Extract provided »
A main feature of the present implementation of the global search algorithm is the ability to treat periodic systems with a variable unit cell. The fingerprint is defined through sums over local atomic surroundings and can therefore be straightforwardly implemented also for periodic systems, and a surrogate potential energy surface can be constructed based on the Gaussian process. The derivatives of the surrogate potential energy can be calculated not only for the spatial and elemental coordinates of the atoms but also for the unit cell vectors. In this way, the stress can be calculated and used in structure optimization.

Figure 5f shows the result of a global optimization of a Ni15Al5 system with variable unit cell. The well-known Ni3Al - L12-structure is identified with both standard BEACON and with hyperspatial extension. The optimization is fairly challenging in the sense that the number of atoms, which is five times the number in the primitive unit cell, requires a unit cell, which is not close to the cubic one. The extra hyperdimension is seen to considerably improve the search efficiency.

The effect of the extra dimension is further analyzed in Fig. 6, which shows the distribution of all calculated DFT energies during global optimizations of Cu18Ni5. The figure shows a clear shift to lower energies for the simulations in four, five and six dimensions relative to three dimensions. Figure 6 also indicates that going beyond five dimensions doesn’t provide any further improvement in agreement with Fig. 5c.

Fig. 6: Distribution of DFT energies for the Cu18Ni5 cluster in three to six spatial dimensions.
figure 6

The energies are sampled from 20 independent runs of 100 DFT calculations each from runs without (3D) and with hyperspatial extension (4D, 5D, 6D). The energies are relative to the lowest found energy. Only the lowest 3 eV are shown.

To conclude this section about the hyperspace approach, we note again that the extra dimensions make it possible to circumvent energy barriers in lower dimensions. Another factor possibly affecting the performance of the approach is that atoms in higher dimensions often have considerably more neighbors than in lower dimensions. One way to see this is through the so-called kissing number, which is the highest number of hyperspheres, which can touch an equivalent hypersphere without overlap. The kissing number increases substantially with dimension being for dimensions one to six: 2, 6, 12, 24, 40, and 72, respectively63. Noble metal clusters – if not very small – tend to form close-packed structures resembling the ones they take on in their bulk form. It is therefore conceivable that the possibility of forming more compact structures in higher dimensions also provides an advantage in the search for the global optimum structure in three dimensions when the ground state is compact. One unfortunate consequence of the high number of neighboring atoms in higher dimensions is that the fingerprint becomes more time consuming to calculate, especially for periodic bulk systems.

Global optimization examples: elemental coordinates

We now leave aside the hyperspace approach and consider the elemental coordinates together with the usual 3D spatial coordinates. We shall then afterwards discuss combinations of hyperspatial and elemental coordinates. For a start, we also do not consider any ghost atoms, so the elemental coordinates describe only the fraction of the different chemical elements present in each atom.

Information provided »
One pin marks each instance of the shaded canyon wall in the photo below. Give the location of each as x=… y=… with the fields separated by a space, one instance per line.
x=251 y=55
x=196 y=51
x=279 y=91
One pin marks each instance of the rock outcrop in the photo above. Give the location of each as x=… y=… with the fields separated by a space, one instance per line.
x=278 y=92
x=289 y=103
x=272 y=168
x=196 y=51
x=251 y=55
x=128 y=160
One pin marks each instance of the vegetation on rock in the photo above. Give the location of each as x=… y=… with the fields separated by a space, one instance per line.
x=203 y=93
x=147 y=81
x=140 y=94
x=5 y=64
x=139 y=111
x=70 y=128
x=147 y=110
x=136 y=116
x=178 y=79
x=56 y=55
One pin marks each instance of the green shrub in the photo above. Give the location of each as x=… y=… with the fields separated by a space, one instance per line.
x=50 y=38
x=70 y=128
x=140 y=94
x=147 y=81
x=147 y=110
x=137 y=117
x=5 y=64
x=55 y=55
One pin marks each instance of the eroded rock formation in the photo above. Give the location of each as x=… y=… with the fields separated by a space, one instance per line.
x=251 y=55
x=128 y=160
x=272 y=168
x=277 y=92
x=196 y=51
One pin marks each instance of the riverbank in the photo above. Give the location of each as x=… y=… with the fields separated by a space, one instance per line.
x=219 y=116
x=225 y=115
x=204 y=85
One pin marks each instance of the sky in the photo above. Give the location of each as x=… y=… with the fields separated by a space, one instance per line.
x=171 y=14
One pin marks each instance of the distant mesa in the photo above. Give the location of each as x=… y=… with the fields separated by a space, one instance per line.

Instructions for the task » Continue the passage on global structure optimization with hyperspatial and elemental coordinates, starting after its last sentence. The items were drawn from a different source than the passage on global structure optimization.

Task result »
Crystalline metal alloys in either cluster or bulk form typically exhibit a very large number of meta-stable states. The swapping of two atoms of different chemical elements in a local (meta-)stable structure often leads to a new atomic configuration, which itself is at or close to a local minimum of the potential energy surface. The number of meta-stable states therefore grows very rapidly with the number of atoms present in a cluster or in a unit cell of a periodic crystal. The ICE-technique with interpolation between the chemical elements was introduced in ref. 43, but here we shall consider the approach in more detail with more analysis of its properties. We note that the performance of individual systems may depend rather sensitively on the particular choice of parameters, so our focus will be on trends and comparisons between the different methods for a fixed set of algorithm parameters.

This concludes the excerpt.